◆ **EXTRACT PROVIDED**
<<<<
[PATCH i-g-t 3/6] tests/intel/xe_sriov_flr: Add skeleton for clear and isolation tests
Laguna, Lukasz
lukasz.laguna at intel.com
Fri Oct 18 06:58:08 UTC 2024
On 10/9/2024 13:30, Marcin Bernatowicz wrote:
> Introduce a skeleton with basic structures for subchecks execution and
> a `verify_flr` template method to orchestrate the verification of
> Functional Level Reset (FLR) across multiple Virtual Functions (VFs).
>
> The goal is to reduce runtime by limiting the total number of FLRs. Instead
> of repeating the FLR process for each subcheck (clear-lmem, clear-ggtt,
> clear-scratch-regs, clear-media-scratch-regs), a single FLR is issued.
> Afterward, all subchecks verify if any failures occurred and report the
> results accordingly. The proposed skeleton ensures that while one subcheck
> may stop due to failure or a skip condition, other subchecks can continue
> execution.
>
> Concrete subcheck implementations (clear-lmem, clear-ggtt,
> clear-scratch-regs, clear-media-scratch-regs) will be introduced
> in subsequent patches.
>
> Proposed IGT tests (will report each subcheck's status):
>
> flr-vf1-clear
> Verifies that LMEM, GGTT, and SCRATCH_REGS are properly cleared on VF1
> (with only VF1 enabled) following a Function Level Reset (FLR). This
> test can be included in the BAT (Basic Acceptance Test) suite.
>
> flr-each-isolation
> Sequentially performs FLR on each VF to verify isolation and
> clearing of LMEM, GGTT, and SCRATCH_REGS on the reset VF only.
> This test is better suited for FULL runs.
>
> Signed-off-by: Marcin Bernatowicz <marcin.bernatowicz at linux.intel.com>
> Cc: Adam Miszczak <adam.miszczak at linux.intel.com>
> Cc: C V Narasimha <narasimha.c.v at intel.com>
> Cc: Jakub Kolakowski <jakub1.kolakowski at intel.com>
> Cc: K V P Satyanarayana <satyanarayana.k.v.p at intel.com>
> Cc: Lukasz Laguna <lukasz.laguna at intel.com>
> Cc: Michał Wajdeczko <michal.wajdeczko at intel.com>
> Cc: Michał Winiarski <michal.winiarski at intel.com>
> Cc: Piotr Piórkowski <piotr.piorkowski at intel.com>
> Cc: Tomasz Lis <tomasz.lis at intel.com>
> ---
> tests/intel/xe_sriov_flr.c | 290 +++++++++++++++++++++++++++++++++++++
> tests/meson.build | 1 +
> 2 files changed, 291 insertions(+)
> create mode 100644 tests/intel/xe_sriov_flr.c
>
> diff --git a/tests/intel/xe_sriov_flr.c b/tests/intel/xe_sriov_flr.c
> new file mode 100644
> index 000000000..26b59101f
> --- /dev/null
> +++ b/tests/intel/xe_sriov_flr.c
> @@ -0,0 +1,290 @@
> +// SPDX-License-Identifier: MIT
> +/*
> + * Copyright(c) 2024 Intel Corporation. All rights reserved.
>>>>
◆ **DATASET CONTENT**
<<<<
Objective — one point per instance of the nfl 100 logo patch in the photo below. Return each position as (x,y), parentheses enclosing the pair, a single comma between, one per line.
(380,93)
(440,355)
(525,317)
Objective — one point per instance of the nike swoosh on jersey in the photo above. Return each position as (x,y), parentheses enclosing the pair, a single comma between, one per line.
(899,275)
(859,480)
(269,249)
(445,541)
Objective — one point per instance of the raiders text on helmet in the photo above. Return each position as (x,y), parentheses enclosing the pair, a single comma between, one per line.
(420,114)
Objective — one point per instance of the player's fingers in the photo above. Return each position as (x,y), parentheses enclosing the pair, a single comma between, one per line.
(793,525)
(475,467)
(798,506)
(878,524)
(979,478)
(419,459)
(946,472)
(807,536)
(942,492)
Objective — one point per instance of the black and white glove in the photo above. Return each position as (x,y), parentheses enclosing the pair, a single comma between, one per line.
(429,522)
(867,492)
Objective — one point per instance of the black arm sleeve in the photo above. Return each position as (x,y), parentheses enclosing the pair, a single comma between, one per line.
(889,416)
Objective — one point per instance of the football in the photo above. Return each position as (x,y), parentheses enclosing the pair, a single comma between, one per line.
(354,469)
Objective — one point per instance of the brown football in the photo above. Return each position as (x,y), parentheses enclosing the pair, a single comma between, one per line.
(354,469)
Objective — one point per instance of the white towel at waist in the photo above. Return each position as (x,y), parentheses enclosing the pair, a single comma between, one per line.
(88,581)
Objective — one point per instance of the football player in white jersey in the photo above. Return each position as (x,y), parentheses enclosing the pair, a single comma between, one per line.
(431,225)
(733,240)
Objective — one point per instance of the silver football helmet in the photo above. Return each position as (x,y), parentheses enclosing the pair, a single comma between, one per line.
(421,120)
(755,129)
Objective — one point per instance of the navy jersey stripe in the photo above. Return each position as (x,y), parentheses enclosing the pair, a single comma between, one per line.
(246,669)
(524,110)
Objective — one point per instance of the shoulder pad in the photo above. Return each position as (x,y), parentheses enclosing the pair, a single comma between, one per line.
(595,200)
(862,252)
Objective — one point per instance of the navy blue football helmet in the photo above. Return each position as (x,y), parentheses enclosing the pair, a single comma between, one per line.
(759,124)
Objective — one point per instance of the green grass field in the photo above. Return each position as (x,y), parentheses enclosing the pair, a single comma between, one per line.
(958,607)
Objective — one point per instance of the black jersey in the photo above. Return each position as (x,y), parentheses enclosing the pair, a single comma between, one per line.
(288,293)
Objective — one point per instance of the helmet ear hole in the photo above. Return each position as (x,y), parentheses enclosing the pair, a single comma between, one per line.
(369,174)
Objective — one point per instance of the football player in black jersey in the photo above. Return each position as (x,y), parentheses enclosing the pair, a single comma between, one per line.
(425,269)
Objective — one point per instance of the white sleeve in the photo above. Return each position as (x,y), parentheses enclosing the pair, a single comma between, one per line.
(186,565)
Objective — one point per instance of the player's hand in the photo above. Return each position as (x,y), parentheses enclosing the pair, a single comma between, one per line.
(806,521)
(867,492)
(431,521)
>>>>
◆ **STATED TASK 1**
Copy out the listing word for word, starting with the line containing "Objective — one point per instance of the player's hand" and going on through the listing's final line.
◆ **STATED TASK 2**
Carry on the xe_sriov_flr patch email from the point where it stops.

◆ **RESULT 1**
Objective — one point per instance of the player's hand in the photo above. Return each position as (x,y), parentheses enclosing the pair, a single comma between, one per line.
(806,521)
(867,492)
(431,521)

◆ **RESULT 2**
> + */
> +
> +#include "drmtest.h"
> +#include "igt_core.h"
> +#include "igt_sriov_device.h"
> +
> +/**
> + * TEST: xe_sriov_flr
> + * Category: Core
> + * Mega feature: SR-IOV
> + * Sub-category: Reset tests
> + * Functionality: FLR
> + * Run type: FULL
Shouldn't we define run type for subtests instead? In commit description
you mentioned that flr-vf1-clear is suitable for BAT.
> + * Description: Examine behavior of SR-IOV VF FLR
> + *
> + * SUBTEST: flr-vf1-clear
> + * Description:
> + * Verifies that LMEM, GGTT, and SCRATCH_REGS are properly cleared
> + * on VF1 following a Function Level Reset (FLR).
> + *
> + * SUBTEST: flr-each-isolation
> + * Description:
> + * Sequentially performs FLR on each VF to verify isolation and
> + * clearing of LMEM, GGTT, and SCRATCH_REGS on the reset VF only.
> + */
> +
> +IGT_TEST_DESCRIPTION("Xe tests for SR-IOV VF FLR (Functional Level Reset)");
> +
> +const char *SKIP_REASON = "SKIP";
> +
> +/**
> + * struct subcheck_data - Base structure for subcheck data.
> + *
> + * This structure serves as a foundational data model for various subchecks. It is designed
> + * to be extended by more specific subcheck structures as needed. The structure includes
> + * essential information about the subcheck environment and conditions, which are used
> + * across different testing operations.
> + *
> + * @pf_fd: File descriptor for the Physical Function.
> + * @num_vfs: Number of Virtual Functions (VFs) enabled and under test. This count is
> + * used to iterate over and manage the VFs during the testing process.
> + * @gt: Gt under test. This identifier is used to specify a particular gt
> + * for operations when gt-specific testing is required.
Please use GT, instead of Gt, gt.
> + * @stop_reason: Pointer to a string that indicates why a subcheck should skip or fail.
> + * This field is crucial for controlling the flow of subcheck execution.
> + * If set, it should prevent further execution of the current subcheck,
> + * allowing subcheck operations to check this field and return early if
> + * a skip or failure condition is indicated. This mechanism ensures
> + * that while one subcheck may stop due to a failure or a skip condition,
> + * other subchecks can continue execution.
> + *
> + * Example usage:
> + * A typical use of this structure involves initializing it with the necessary test setup
> + * parameters, checking the `stop_reason` field before proceeding with each subcheck operation,
> + * and using `pf_fd`, `num_vfs`, and `gt` as needed based on the specific subcheck requirements.
> + */
> +struct subcheck_data {
> + int pf_fd;
> + int num_vfs;
> + int gt;
> + char *stop_reason;
> +};
> +
> +/**
> + * struct subcheck - Defines operations for managing a subcheck scenario.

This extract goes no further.